--- Extrait à lire ---

━━━━━━━━━━

Cette histoire, Marianne Maximi la raconte quelques années plus tard à des représentants du Gepso, de la Cnape et de l’Anmecs qu’elle reçoit dans son bureau à l’Assemblée. L’occasion d’évoquer les taux d’encadrement et les pénuries de personnel. Les échanges avec les représentants des associations durent une heure, sans temps mort. Chaque semaine, elle reçoit ainsi des acteurs du secteur : « Elle connaît bien son sujet, c’est toujours appréciable, commente Jeanne Cornaille, déléguée nationale du Gepso. Certes, on a prêché une convaincue. Mais nous nous sommes sentis soutenus. »
Ce jour-là, on parle du Ségur, de Parcoursup, des décrets de la loi « Taquet », de l’épuisement professionnel… Tous les sujets qui fâchent. Sauf que, là, tout le monde est d’accord sur le même constat : le secteur est au bord de l’effondrement.

━━━━━━━━━━

Enregistrements tirés d'un jeu de données:
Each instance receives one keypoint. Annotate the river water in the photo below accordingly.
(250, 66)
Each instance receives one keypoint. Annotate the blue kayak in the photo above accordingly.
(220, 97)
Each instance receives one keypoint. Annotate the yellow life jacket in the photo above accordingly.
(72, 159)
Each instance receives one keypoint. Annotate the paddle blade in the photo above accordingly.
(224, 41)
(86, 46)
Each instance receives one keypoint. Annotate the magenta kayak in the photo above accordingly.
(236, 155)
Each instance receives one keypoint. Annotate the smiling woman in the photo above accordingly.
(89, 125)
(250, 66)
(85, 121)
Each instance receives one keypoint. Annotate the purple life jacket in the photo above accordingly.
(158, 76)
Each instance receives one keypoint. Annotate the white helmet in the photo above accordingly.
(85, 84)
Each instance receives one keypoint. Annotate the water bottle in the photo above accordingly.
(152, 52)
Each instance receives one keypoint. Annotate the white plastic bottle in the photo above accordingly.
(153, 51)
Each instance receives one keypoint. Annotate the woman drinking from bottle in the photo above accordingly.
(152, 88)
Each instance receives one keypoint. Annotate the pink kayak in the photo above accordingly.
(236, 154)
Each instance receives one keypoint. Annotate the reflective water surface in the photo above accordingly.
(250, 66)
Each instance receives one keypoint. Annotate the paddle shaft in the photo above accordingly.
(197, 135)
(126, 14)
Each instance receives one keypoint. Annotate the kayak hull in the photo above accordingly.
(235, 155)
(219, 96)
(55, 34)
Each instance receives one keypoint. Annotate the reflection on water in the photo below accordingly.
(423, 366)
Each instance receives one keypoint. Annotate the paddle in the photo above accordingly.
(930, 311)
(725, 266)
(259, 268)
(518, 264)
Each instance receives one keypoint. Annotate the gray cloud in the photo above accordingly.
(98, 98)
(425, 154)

━━━━━━━━━━

--- Série de consignes ---
**A)** Dans l'extrait sur Marianne Maximi, substituez « domaine » à « secteur » et recopiez le passage allant de « Cette histoire, Marianne » à « bord de l’effondrement. ».
**B)** D'après l'extrait sur Marianne Maximi, quelle fonction Jeanne Cornaille occupe-t-elle ?

--- Réponses par consigne ---
**A)**
Cette histoire, Marianne Maximi la raconte quelques années plus tard à des représentants du Gepso, de la Cnape et de l’Anmecs qu’elle reçoit dans son bureau à l’Assemblée. L’occasion d’évoquer les taux d’encadrement et les pénuries de personnel. Les échanges avec les représentants des associations durent une heure, sans temps mort. Chaque semaine, elle reçoit ainsi des acteurs du domaine : « Elle connaît bien son sujet, c’est toujours appréciable, commente Jeanne Cornaille, déléguée nationale du Gepso. Certes, on a prêché une convaincue. Mais nous nous sommes sentis soutenus. »
Ce jour-là, on parle du Ségur, de Parcoursup, des décrets de la loi « Taquet », de l’épuisement professionnel… Tous les sujets qui fâchent. Sauf que, là, tout le monde est d’accord sur le même constat : le domaine est au bord de l’effondrement.

**B)** Elle est déléguée nationale du Gepso.